**Opdrachten**
A – Typ het stuk uit de uitspraak van de beroepscommissie letterlijk over, te beginnen bij "De beroepscommissie heeft" en eindigend bij "algemeen verlof afgewezen.".
B – Geef voor elke bewering aan of de uitspraak van de beroepscommissie haar bevestigt, met ja of nee en de doorslaggevende woorden letterlijk geciteerd: (i) De vrijhedencommissie heeft negatief geadviseerd over het verlof. (ii) Volgens de reclassering is het recidiverisico hoog. (iii) Er is al gestart met interventies om het recidiverisico te verlagen.

**Tekstfragment**
======
De beroepscommissie heeft de Staatssecretaris in de gelegenheid gesteld schriftelijk te reageren op het beroep en klager alsmede zijn raadsman om het beroep schriftelijk toe te lichten.

Op grond van haar onderzoek overweegt en beslist de beroepscommissie als volgt.

1. De inhoud van de bestreden beslissing
De Staatssecretaris heeft klagers verzoek tot het tijdelijk verlaten van de inrichting in het kader van algemeen verlof afgewezen.

2. De standpunten
Namens klager is het beroep als volgt toegelicht. De vrijhedencommissie heeft positief geadviseerd omtrent het verlof. Klager heeft zich in het verleden niet (bewust) onttrokken aan toezicht of zich niet gehouden aan voorwaarden van eerder opgelegde
gevangenisstraffen. Niet gebleken is dat uit het verleden concrete aanwijzingen zijn waaruit ernstige problemen kunnen worden afgeleid die zich tijdens het verlof kunnen voordoen. De interventies zouden volgens klagers casemanager pas opstarten in een
b.b.i.-setting. Doorstroming naar een b.b.i. wordt weer afhankelijk gesteld van een incidentloos verlopen eerste verlof. De stelling dat sprake zou zijn van recidive is niet op feiten gebaseerd. Het is in klagers belang en dat van de samenleving dat
klager voor zijn v.i.-datum enkele malen met verlof kan gaan en zijn vriendin en familie in een normale setting kan zien.

Namens de Staatssecretaris is de bestreden beslissing als volgt toegelicht. Volgens de reclassering is het recidiverisico hoog gezien de uitgebreide delictgeschiedenis en de problemen op verschillende leefgebieden. Er is nog niet gestart met
interventies om het recidiverisico te verlagen. De reclassering acht het risico op onttrekken aan de voorwaarden tevens groot omdat twee toezichten zijn geretourneerd en tenuitvoergelegd. Klager is onbetrouwbaar in het nakomen van afspraken omdat
klager
zich bij de voorwaardelijk opgelegde gevangenisstraffen niet aan de voorwaarden heeft gehouden. Klager kent een lange detentiehistorie.
======
[Records]
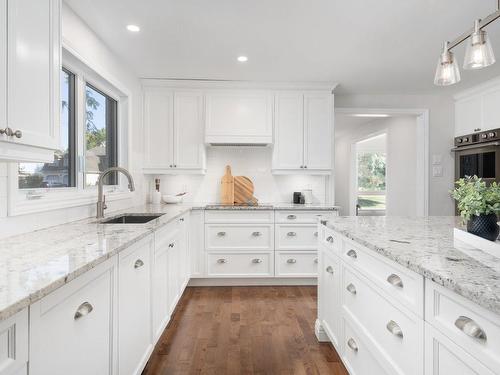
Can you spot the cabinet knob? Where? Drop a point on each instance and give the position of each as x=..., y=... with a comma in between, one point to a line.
x=352, y=253
x=394, y=328
x=352, y=344
x=82, y=310
x=470, y=328
x=351, y=289
x=395, y=280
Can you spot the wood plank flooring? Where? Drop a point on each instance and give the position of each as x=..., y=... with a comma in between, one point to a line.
x=244, y=330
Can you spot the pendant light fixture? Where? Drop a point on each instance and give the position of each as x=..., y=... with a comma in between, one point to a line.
x=479, y=53
x=447, y=72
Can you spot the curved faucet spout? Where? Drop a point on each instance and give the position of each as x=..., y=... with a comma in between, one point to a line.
x=101, y=200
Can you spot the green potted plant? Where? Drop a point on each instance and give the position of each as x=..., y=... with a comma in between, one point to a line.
x=479, y=205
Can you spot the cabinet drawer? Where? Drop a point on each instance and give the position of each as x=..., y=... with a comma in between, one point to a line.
x=398, y=335
x=443, y=357
x=454, y=315
x=14, y=343
x=239, y=237
x=356, y=352
x=240, y=264
x=239, y=216
x=296, y=264
x=299, y=217
x=398, y=283
x=296, y=237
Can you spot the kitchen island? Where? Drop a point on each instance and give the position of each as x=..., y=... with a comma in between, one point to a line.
x=401, y=295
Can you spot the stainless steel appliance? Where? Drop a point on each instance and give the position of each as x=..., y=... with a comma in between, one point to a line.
x=478, y=154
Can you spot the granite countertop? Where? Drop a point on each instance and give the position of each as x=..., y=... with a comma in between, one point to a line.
x=428, y=247
x=36, y=263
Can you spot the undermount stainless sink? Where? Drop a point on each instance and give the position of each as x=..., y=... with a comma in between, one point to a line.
x=132, y=219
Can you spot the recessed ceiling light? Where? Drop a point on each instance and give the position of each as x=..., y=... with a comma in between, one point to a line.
x=370, y=115
x=133, y=28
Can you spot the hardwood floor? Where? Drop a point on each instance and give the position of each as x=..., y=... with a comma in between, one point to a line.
x=244, y=330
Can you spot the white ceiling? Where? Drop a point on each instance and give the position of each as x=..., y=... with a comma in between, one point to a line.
x=367, y=46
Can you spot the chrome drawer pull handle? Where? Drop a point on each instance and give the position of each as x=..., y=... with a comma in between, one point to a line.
x=470, y=328
x=351, y=288
x=84, y=309
x=395, y=280
x=352, y=344
x=394, y=328
x=352, y=254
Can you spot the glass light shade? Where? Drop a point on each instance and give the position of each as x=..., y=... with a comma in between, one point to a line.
x=447, y=72
x=478, y=53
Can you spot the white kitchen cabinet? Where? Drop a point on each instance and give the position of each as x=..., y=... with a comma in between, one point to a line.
x=72, y=329
x=134, y=307
x=303, y=132
x=173, y=123
x=30, y=63
x=14, y=344
x=239, y=117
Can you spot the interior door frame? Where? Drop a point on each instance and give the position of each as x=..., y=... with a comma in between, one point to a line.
x=422, y=150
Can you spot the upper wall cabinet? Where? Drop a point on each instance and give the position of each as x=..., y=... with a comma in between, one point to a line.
x=30, y=63
x=478, y=109
x=173, y=122
x=303, y=132
x=239, y=117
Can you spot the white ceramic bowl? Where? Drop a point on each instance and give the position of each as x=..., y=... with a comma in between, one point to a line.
x=167, y=198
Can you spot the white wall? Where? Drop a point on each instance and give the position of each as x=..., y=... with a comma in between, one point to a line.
x=254, y=163
x=441, y=131
x=90, y=48
x=401, y=163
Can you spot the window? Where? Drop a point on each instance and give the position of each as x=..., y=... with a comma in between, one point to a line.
x=371, y=168
x=100, y=135
x=61, y=172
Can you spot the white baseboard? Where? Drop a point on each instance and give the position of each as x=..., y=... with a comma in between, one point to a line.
x=275, y=281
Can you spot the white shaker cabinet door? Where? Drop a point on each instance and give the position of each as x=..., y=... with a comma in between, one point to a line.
x=34, y=53
x=159, y=128
x=134, y=307
x=189, y=147
x=71, y=329
x=288, y=151
x=318, y=118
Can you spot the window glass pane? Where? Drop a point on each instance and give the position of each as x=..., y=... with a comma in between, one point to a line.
x=100, y=135
x=61, y=172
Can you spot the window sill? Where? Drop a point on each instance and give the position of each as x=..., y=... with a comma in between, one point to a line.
x=55, y=201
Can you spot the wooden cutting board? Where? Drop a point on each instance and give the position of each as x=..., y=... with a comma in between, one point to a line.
x=243, y=191
x=227, y=187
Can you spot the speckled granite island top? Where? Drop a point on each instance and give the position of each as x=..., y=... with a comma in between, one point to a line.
x=34, y=264
x=427, y=246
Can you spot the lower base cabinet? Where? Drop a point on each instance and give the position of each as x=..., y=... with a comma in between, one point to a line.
x=72, y=330
x=134, y=307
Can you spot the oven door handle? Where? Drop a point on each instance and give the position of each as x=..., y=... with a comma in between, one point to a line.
x=477, y=145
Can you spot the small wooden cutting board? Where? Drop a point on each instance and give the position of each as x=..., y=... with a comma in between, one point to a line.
x=227, y=187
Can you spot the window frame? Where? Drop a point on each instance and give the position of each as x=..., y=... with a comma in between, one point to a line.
x=24, y=201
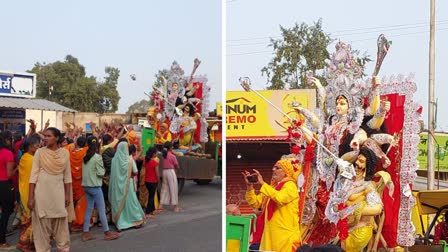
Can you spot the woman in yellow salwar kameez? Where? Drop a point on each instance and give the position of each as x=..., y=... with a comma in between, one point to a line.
x=280, y=202
x=31, y=144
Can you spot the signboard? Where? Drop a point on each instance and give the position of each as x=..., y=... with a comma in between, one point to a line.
x=249, y=116
x=440, y=156
x=12, y=120
x=18, y=84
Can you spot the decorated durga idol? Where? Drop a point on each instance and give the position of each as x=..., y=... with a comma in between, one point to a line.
x=357, y=154
x=180, y=108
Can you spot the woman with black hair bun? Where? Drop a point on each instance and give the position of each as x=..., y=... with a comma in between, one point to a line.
x=50, y=194
x=151, y=171
x=6, y=188
x=30, y=146
x=169, y=191
x=92, y=180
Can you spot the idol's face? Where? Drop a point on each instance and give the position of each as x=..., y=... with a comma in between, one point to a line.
x=341, y=105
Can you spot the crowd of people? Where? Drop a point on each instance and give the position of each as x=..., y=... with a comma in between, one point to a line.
x=58, y=183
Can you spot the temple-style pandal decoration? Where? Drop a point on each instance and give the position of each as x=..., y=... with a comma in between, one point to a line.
x=358, y=120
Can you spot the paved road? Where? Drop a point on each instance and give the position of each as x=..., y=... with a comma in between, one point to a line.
x=196, y=228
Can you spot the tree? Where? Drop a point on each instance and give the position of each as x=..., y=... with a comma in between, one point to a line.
x=66, y=83
x=139, y=107
x=301, y=49
x=107, y=92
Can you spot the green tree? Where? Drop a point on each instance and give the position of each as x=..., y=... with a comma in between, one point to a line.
x=66, y=83
x=139, y=107
x=301, y=49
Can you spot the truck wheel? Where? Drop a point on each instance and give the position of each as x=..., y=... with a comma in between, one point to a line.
x=202, y=181
x=180, y=185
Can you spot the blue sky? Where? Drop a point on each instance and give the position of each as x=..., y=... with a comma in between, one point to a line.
x=137, y=37
x=250, y=23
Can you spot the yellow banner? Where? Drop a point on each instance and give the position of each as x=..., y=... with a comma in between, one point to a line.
x=249, y=116
x=219, y=109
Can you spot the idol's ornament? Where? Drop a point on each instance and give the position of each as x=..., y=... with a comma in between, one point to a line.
x=182, y=103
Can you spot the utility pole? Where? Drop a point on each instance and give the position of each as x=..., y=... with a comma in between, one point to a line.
x=431, y=100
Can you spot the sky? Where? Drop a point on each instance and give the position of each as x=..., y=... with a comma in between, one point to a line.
x=250, y=24
x=137, y=37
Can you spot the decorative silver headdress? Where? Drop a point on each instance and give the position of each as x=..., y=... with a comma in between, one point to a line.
x=343, y=75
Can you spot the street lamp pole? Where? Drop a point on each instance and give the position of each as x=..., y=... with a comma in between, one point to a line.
x=431, y=100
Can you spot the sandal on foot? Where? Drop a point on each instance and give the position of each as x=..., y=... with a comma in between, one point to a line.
x=108, y=236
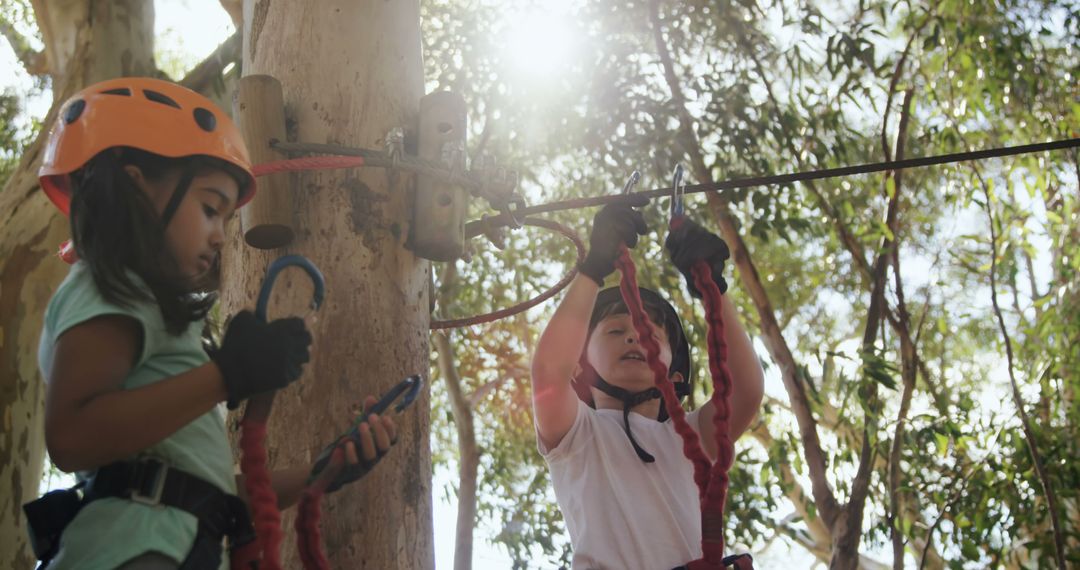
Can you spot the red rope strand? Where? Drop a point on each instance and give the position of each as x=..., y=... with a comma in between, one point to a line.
x=711, y=478
x=308, y=163
x=260, y=494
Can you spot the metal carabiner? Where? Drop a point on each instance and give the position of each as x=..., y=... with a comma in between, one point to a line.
x=275, y=268
x=407, y=390
x=409, y=387
x=631, y=182
x=678, y=190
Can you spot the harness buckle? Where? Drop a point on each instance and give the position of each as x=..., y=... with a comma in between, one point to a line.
x=148, y=483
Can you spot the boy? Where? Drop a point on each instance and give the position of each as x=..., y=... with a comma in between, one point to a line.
x=623, y=486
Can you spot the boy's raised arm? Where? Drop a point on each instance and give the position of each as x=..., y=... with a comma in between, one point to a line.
x=555, y=362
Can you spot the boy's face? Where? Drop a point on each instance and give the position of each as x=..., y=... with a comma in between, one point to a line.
x=617, y=354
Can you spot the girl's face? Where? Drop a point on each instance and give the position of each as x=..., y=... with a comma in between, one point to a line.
x=616, y=352
x=196, y=233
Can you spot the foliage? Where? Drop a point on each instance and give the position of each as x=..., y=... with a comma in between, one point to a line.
x=777, y=86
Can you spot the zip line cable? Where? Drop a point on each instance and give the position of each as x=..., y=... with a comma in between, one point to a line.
x=515, y=215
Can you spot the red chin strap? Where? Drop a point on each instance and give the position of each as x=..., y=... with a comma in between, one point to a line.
x=712, y=479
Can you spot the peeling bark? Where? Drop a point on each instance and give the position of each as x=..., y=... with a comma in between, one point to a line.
x=350, y=71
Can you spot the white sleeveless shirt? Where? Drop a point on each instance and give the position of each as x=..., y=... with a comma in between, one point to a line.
x=624, y=514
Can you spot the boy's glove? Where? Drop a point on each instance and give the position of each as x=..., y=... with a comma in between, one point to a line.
x=690, y=243
x=612, y=226
x=257, y=356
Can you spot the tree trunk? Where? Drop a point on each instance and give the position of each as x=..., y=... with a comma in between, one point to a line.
x=468, y=450
x=84, y=42
x=350, y=71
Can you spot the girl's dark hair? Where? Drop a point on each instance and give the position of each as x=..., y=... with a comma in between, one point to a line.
x=117, y=231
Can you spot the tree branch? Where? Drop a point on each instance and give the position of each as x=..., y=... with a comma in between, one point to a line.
x=469, y=462
x=794, y=382
x=34, y=62
x=1048, y=488
x=211, y=68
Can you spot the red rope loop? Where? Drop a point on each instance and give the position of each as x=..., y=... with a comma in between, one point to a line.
x=308, y=163
x=712, y=478
x=260, y=494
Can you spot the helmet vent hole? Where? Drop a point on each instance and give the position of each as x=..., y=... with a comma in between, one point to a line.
x=205, y=119
x=158, y=97
x=73, y=111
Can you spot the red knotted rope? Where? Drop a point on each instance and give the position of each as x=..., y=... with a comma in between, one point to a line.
x=712, y=479
x=261, y=498
x=308, y=163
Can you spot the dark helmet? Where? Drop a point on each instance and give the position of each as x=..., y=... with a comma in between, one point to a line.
x=655, y=306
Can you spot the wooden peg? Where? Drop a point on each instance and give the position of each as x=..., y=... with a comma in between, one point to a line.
x=439, y=214
x=259, y=108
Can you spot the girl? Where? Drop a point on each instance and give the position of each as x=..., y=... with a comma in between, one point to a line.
x=149, y=173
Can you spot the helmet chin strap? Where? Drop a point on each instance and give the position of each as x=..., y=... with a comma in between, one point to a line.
x=178, y=193
x=630, y=399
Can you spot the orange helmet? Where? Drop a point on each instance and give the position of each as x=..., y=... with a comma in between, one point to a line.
x=146, y=113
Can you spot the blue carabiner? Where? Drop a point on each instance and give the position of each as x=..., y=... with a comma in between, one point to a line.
x=631, y=182
x=275, y=268
x=678, y=189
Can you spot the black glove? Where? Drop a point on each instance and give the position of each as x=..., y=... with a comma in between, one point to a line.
x=349, y=472
x=257, y=356
x=690, y=243
x=612, y=226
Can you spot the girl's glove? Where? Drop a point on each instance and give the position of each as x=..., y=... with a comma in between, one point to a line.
x=257, y=356
x=612, y=226
x=689, y=243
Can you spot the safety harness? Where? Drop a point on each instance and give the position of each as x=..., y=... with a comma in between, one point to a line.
x=151, y=483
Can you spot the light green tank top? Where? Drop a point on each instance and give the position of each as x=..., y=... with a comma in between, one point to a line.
x=108, y=532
======
**Volledige uitwerkingen**
A –
De beroepscommissie heeft de Staatssecretaris in de gelegenheid gesteld schriftelijk te reageren op het beroep en klager alsmede zijn raadsman om het beroep schriftelijk toe te lichten.

Op grond van haar onderzoek overweegt en beslist de beroepscommissie als volgt.

1. De inhoud van de bestreden beslissing
De Staatssecretaris heeft klagers verzoek tot het tijdelijk verlaten van de inrichting in het kader van algemeen verlof afgewezen.

B –
(i) Nee: "De vrijhedencommissie heeft positief geadviseerd omtrent het verlof."
(ii) Ja: "Volgens de reclassering is het recidiverisico hoog gezien de uitgebreide delictgeschiedenis en de problemen op verschillende leefgebieden."
(iii) Nee: "Er is nog niet gestart met interventies om het recidiverisico te verlagen."